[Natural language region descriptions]

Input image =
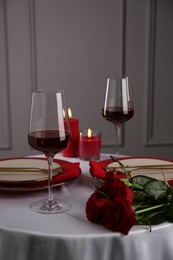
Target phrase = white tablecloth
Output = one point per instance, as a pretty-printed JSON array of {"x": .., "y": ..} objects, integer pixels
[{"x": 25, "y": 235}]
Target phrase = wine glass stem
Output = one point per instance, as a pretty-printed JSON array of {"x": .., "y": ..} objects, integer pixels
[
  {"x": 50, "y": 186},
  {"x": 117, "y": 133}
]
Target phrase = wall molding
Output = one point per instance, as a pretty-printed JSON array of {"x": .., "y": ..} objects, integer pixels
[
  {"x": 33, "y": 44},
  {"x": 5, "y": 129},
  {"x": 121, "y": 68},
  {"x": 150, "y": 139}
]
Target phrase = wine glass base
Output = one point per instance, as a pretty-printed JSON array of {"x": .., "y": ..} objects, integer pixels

...

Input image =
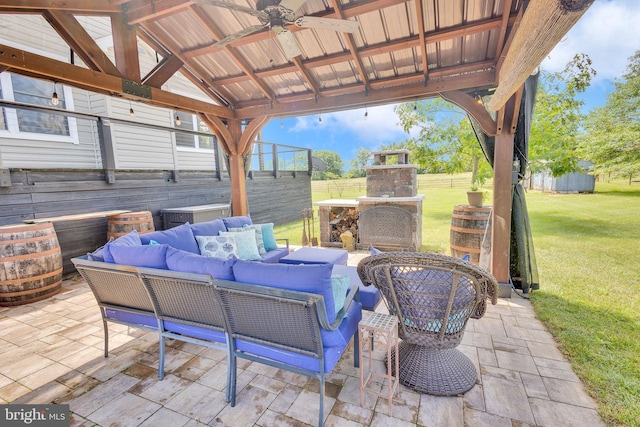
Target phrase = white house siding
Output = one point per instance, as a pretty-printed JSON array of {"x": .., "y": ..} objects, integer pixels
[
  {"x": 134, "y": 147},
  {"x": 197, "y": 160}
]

■ **What is being asked**
Among the records, find each line where the word "phrase" occurs, and copy it.

■ **Answer space**
Target phrase = white tablecloth
Target phrase = wine glass stem
Target phrase = wall molding
Target phrase = wine glass base
Target phrase = white house siding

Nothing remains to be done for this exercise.